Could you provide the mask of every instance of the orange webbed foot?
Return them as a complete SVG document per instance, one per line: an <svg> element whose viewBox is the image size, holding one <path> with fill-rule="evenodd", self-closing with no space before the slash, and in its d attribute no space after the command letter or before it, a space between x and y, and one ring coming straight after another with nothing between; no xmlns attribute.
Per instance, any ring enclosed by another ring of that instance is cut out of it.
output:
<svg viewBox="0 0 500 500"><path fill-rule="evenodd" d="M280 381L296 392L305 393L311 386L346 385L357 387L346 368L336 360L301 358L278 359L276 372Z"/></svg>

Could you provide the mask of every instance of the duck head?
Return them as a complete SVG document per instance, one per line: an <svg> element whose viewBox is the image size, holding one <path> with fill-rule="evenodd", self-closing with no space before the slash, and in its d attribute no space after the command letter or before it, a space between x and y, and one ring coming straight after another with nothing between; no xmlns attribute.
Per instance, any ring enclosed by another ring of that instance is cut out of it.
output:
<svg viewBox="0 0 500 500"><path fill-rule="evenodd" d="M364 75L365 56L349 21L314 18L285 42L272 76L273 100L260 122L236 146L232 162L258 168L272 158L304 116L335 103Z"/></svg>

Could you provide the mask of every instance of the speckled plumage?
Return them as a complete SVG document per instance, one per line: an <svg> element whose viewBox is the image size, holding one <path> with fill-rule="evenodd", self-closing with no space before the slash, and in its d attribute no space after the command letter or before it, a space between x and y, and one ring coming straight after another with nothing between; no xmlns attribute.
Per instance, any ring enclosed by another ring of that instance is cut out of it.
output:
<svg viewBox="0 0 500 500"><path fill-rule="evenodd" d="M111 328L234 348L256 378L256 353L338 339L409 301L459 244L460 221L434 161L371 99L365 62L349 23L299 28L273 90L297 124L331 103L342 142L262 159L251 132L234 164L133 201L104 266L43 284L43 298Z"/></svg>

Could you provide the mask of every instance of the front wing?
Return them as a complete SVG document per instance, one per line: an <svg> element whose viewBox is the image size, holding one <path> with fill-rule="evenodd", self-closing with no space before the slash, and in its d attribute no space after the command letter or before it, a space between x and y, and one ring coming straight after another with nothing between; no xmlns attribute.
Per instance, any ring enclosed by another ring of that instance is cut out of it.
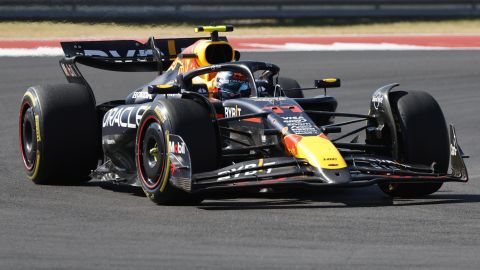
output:
<svg viewBox="0 0 480 270"><path fill-rule="evenodd" d="M219 170L193 175L189 172L188 164L177 164L170 181L178 188L192 193L282 186L322 188L359 187L377 183L467 182L467 169L452 126L450 150L450 166L446 174L436 172L435 164L413 165L386 157L351 155L345 157L348 167L342 172L349 176L347 181L341 182L331 182L319 176L306 160L294 157L239 162Z"/></svg>

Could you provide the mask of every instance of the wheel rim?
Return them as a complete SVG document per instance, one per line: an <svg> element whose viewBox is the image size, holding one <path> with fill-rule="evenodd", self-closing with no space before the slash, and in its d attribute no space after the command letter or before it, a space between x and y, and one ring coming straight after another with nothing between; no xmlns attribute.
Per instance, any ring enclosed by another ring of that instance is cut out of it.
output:
<svg viewBox="0 0 480 270"><path fill-rule="evenodd" d="M166 149L162 126L154 117L146 119L141 126L137 146L137 166L141 181L149 189L155 189L165 172Z"/></svg>
<svg viewBox="0 0 480 270"><path fill-rule="evenodd" d="M25 102L20 113L20 148L28 171L35 166L37 147L35 115L30 104Z"/></svg>

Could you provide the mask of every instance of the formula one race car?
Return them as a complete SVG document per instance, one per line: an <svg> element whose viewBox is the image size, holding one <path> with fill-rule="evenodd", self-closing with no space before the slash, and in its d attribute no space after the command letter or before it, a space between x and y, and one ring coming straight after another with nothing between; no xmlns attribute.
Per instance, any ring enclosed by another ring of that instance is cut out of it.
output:
<svg viewBox="0 0 480 270"><path fill-rule="evenodd" d="M339 79L301 89L274 64L240 61L218 35L232 30L198 27L210 37L146 43L63 42L69 83L30 87L22 99L28 177L141 185L159 204L199 203L227 190L372 184L390 196L422 196L468 180L455 130L429 94L391 84L373 93L368 114L336 112L326 88ZM126 99L96 104L76 63L160 75ZM325 94L304 98L309 89Z"/></svg>

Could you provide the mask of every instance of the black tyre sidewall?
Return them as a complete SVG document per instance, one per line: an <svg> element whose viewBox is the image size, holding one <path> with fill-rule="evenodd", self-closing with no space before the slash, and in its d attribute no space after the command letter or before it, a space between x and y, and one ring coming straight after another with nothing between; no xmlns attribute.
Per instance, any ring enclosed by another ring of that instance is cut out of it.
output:
<svg viewBox="0 0 480 270"><path fill-rule="evenodd" d="M395 91L389 98L399 129L400 160L427 166L436 162L436 172L447 173L449 136L443 112L435 99L421 91ZM429 195L441 186L442 183L379 184L386 194L400 197Z"/></svg>
<svg viewBox="0 0 480 270"><path fill-rule="evenodd" d="M137 130L137 147L135 148L137 167L141 165L139 144L142 143L145 126L148 126L151 121L159 123L165 134L176 134L182 137L189 149L194 173L217 168L219 163L217 136L209 111L198 102L189 99L159 100L144 113ZM201 202L200 197L177 189L170 184L168 180L169 164L167 162L165 164L167 167L163 170L167 175L163 175L162 181L153 188L148 187L141 175L141 168L137 168L140 183L147 197L158 204L166 205L191 205Z"/></svg>
<svg viewBox="0 0 480 270"><path fill-rule="evenodd" d="M39 161L33 170L26 168L29 178L38 184L89 180L97 166L100 143L89 91L79 84L36 86L27 90L22 107L25 102L33 105L40 137Z"/></svg>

= = =

**Exercise aim**
Pull out every line of the data above word for word, but leave the pictures out.

**Solution for this task**
Could you provide the mask of every instance of the orange webbed foot?
Return them as a complete SVG document per instance, one per line: an <svg> element whose viewBox is the image size, holding one <path> with fill-rule="evenodd", self-closing with no space before the slash, and in its d attribute no space after the command letter or before it, a space between x and y, and one ring coming straight after another with nothing between; no xmlns attribute.
Per instance, any ring enclosed by another ring of that instance is cut out of it.
output:
<svg viewBox="0 0 500 500"><path fill-rule="evenodd" d="M280 381L296 392L305 393L311 386L346 385L357 387L346 368L336 360L301 358L278 359L276 372Z"/></svg>

Could you provide the mask of every instance of the duck head?
Return them as a complete SVG document per instance, one per line: an <svg> element whose viewBox is the image size, holding one <path> with fill-rule="evenodd", self-closing with no space before the slash, and in its d attribute no space after the command letter or before it, a space between x and y, and one ring coming straight after another with nothing between; no xmlns attribute.
Per instance, any ring enclosed by another ring of that instance is cut out of it.
output:
<svg viewBox="0 0 500 500"><path fill-rule="evenodd" d="M364 75L365 56L349 21L314 18L285 42L272 76L273 100L260 122L236 146L232 162L258 168L272 158L304 116L335 103Z"/></svg>

Could you provide the mask of every instance of the speckled plumage?
Return them as a complete SVG document per instance, one per line: an <svg> element whose viewBox is the image size, holding one <path> with fill-rule="evenodd", self-closing with no space before the slash, and in its d attribute no space after the command letter or before it, a space between x and y, and one ring coming straight after another with nothing between; no xmlns attribute.
Per instance, any ring enclosed by another ring of that instance is cut out of it.
output:
<svg viewBox="0 0 500 500"><path fill-rule="evenodd" d="M111 328L234 348L256 378L256 353L338 339L409 301L459 244L460 221L434 161L371 99L365 62L349 23L299 28L273 90L297 124L331 103L342 142L262 159L251 132L234 164L133 201L104 266L43 284L43 298Z"/></svg>

Could you provide the mask of every instance of the front wing?
Return them as a complete SVG document per instance, one per line: an <svg> element whose viewBox is the image size, holding one <path> with fill-rule="evenodd", self-closing with no space before the slash, and in its d attribute no space after the command letter or before it, a space between x and y, and one ring coming straight after another with nothing between; no xmlns attribute.
Per instance, any ring enclosed by another ring of that instance is cut out of it.
output:
<svg viewBox="0 0 480 270"><path fill-rule="evenodd" d="M219 170L193 175L189 172L188 164L177 164L170 181L178 188L192 193L282 186L322 188L359 187L377 183L467 182L467 169L452 126L450 150L450 166L446 174L436 172L435 164L413 165L386 157L351 155L345 157L348 167L342 172L349 176L347 181L341 182L331 182L319 176L306 160L294 157L239 162Z"/></svg>

Could you provide the mask of every instance of the wheel rim?
Return them as a complete SVG document per instance, one per line: an <svg> element whose viewBox is the image size, holding one <path> with fill-rule="evenodd", self-closing with no space before the slash, and in its d attribute no space after the command letter or before it, a space between x and y, and one ring coming straight after another with nothing between; no xmlns attribute.
Per instance, any ring enclosed by another ring of that instance is cut out of it.
output:
<svg viewBox="0 0 480 270"><path fill-rule="evenodd" d="M166 149L162 126L154 117L146 119L141 126L137 146L137 166L141 181L149 189L155 189L165 172Z"/></svg>
<svg viewBox="0 0 480 270"><path fill-rule="evenodd" d="M25 102L20 113L20 148L28 171L35 166L37 147L35 115L30 104Z"/></svg>

Could you provide the mask of every instance of the formula one race car?
Return them as a complete SVG document per instance, one per line: an <svg> element whose viewBox is the image size, holding one <path> with fill-rule="evenodd", self-closing with no space before the slash, and in its d attribute no space after the command letter or before it, a space between x and y, and one ring coming straight after another with nothing between; no xmlns attribute.
Per instance, any ring enclosed by another ring of that instance is cut out of it.
output:
<svg viewBox="0 0 480 270"><path fill-rule="evenodd" d="M339 79L301 89L274 64L240 61L218 35L232 30L198 27L210 37L146 43L63 42L69 83L30 87L22 99L28 177L141 185L159 204L199 203L227 190L372 184L390 196L422 196L468 180L455 130L429 94L391 84L373 93L368 114L336 112L326 88ZM126 99L96 104L76 63L160 75ZM325 94L304 98L309 89Z"/></svg>

Could you provide the mask of every instance of the black tyre sidewall?
Return them as a complete SVG document per instance, one per line: an <svg> element whose viewBox is the image size, holding one <path> with fill-rule="evenodd", self-closing with no space before the slash, and in its d attribute no space after the command letter or before it, a space between x and y, and one ring coming straight after another with nothing between; no xmlns attribute.
Per instance, any ring enclosed by another ring of that instance is cut out of it.
output:
<svg viewBox="0 0 480 270"><path fill-rule="evenodd" d="M395 91L389 98L399 129L400 160L427 166L436 162L436 172L447 173L449 136L443 112L435 99L421 91ZM429 195L441 186L442 183L379 184L386 194L400 197Z"/></svg>
<svg viewBox="0 0 480 270"><path fill-rule="evenodd" d="M137 130L137 147L135 148L137 167L141 165L139 144L142 143L145 126L148 126L151 121L159 123L165 134L176 134L182 137L189 149L194 173L217 168L219 163L217 136L209 111L198 102L189 99L159 100L144 113ZM201 202L200 197L177 189L170 184L168 180L169 164L167 162L165 164L167 167L163 170L167 175L163 175L162 181L153 188L148 187L141 175L141 168L137 168L140 183L147 197L158 204L166 205L191 205Z"/></svg>
<svg viewBox="0 0 480 270"><path fill-rule="evenodd" d="M39 161L33 170L26 168L29 178L38 184L89 180L97 166L100 143L89 91L79 84L36 86L27 90L22 107L25 102L33 105L40 137Z"/></svg>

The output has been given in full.